DOCUMENT SEGMENT:
When I started at Brook's Bar Manchester in 1958 there were still several people there training for the Special tickets, with the intention of going to work on trawlers. Don't know when those tickets were withdrawn and training ceased.


----------



## K urgess (Aug 14, 2006)

Ron Stringer said:


> When I started at Brook's Bar Manchester in 1958 there were still several people there training for the Special tickets, with the intention of going to work on trawlers. Don't know when those tickets were withdrawn and training ceased.


Still doing them at Hull 1964 to 1966 and beyond.
They had a sort of drop out system. Apart from the trawler lads who only wanted a special, the rest of us dropped from 1st to 2nd to special depending on ability. 
My speed wasn't good enough at the time so I ended up with a 2nd and radar. Which served me well. (Thumb)


----------



## Ron Stringer (Mar 15, 2005)

While on the R/O training nostalgia trip, as well as the various MN radio certificates, in 1959 there were still students taking aeronautical R/O courses at Brook's Bar. I believe that BOAC were still taking them on.


----------



## g1noR890025 (Oct 22, 2008)

david.hopcroft said:


> There's more.........
> 
> http://www.andycowley.com/amrad/OldCards/dir.html
> 
> ...


Hello David, I think the "CW" that you refer to means "Continuous Wave". In other words it's Morse Code. This I believe is a continuous wave until it's interupted by the morse key to give you the dits and dahs.

THE EXERCISE:
Can you transcribe the radio officer training thread from "Still doing them" to "me well. (Thumb)"? The material after this point comes from a separate source.

LISTED ENTRIES:
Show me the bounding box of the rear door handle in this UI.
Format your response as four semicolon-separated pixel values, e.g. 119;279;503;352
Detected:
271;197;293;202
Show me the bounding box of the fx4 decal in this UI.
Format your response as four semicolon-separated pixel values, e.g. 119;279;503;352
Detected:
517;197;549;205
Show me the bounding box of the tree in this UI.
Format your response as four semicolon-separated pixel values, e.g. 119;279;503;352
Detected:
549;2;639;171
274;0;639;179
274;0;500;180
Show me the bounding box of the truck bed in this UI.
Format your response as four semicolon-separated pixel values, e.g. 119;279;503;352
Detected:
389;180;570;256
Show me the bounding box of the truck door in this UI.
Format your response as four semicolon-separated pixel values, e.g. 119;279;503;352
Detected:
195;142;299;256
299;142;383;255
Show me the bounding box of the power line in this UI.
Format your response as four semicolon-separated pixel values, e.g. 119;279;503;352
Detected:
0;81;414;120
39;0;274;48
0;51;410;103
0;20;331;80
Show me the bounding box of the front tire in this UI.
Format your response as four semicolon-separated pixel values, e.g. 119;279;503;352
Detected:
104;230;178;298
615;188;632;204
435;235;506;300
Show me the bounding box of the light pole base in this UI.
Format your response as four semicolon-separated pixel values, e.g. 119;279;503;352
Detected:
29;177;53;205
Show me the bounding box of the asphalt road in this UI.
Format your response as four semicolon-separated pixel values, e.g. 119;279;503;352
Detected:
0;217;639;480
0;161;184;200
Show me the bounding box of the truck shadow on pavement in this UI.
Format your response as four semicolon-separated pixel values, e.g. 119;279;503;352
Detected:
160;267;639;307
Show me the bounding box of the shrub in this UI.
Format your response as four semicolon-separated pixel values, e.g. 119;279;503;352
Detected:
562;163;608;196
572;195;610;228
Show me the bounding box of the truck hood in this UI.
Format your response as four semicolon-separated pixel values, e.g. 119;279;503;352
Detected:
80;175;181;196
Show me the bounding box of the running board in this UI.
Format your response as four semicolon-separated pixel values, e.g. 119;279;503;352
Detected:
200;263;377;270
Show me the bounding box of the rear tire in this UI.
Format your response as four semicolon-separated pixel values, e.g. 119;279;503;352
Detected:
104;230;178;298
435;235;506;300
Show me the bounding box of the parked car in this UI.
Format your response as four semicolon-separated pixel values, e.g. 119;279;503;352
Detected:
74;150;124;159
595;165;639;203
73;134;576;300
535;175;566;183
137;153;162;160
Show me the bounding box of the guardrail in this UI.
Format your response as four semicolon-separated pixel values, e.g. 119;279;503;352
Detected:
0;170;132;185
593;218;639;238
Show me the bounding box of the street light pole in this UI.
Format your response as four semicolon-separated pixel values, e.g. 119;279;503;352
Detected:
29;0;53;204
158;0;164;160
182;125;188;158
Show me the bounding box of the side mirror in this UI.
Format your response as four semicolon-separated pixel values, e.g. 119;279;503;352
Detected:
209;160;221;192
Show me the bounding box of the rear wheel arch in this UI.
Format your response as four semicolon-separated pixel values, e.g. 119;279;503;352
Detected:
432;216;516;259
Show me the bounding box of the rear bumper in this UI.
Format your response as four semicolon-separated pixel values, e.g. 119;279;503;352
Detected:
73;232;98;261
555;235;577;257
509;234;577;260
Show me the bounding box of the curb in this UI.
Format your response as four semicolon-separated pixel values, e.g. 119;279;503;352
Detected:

ANSWER TO THIS TASK:
Still doing them at Hull 1964 to 1966 and beyond.
They had a sort of drop out system. Apart from the trawler lads who only wanted a special, the rest of us dropped from 1st to 2nd to special depending on ability. 
My speed wasn't good enough at the time so I ended up with a 2nd and radar. Which served me well. (Thumb)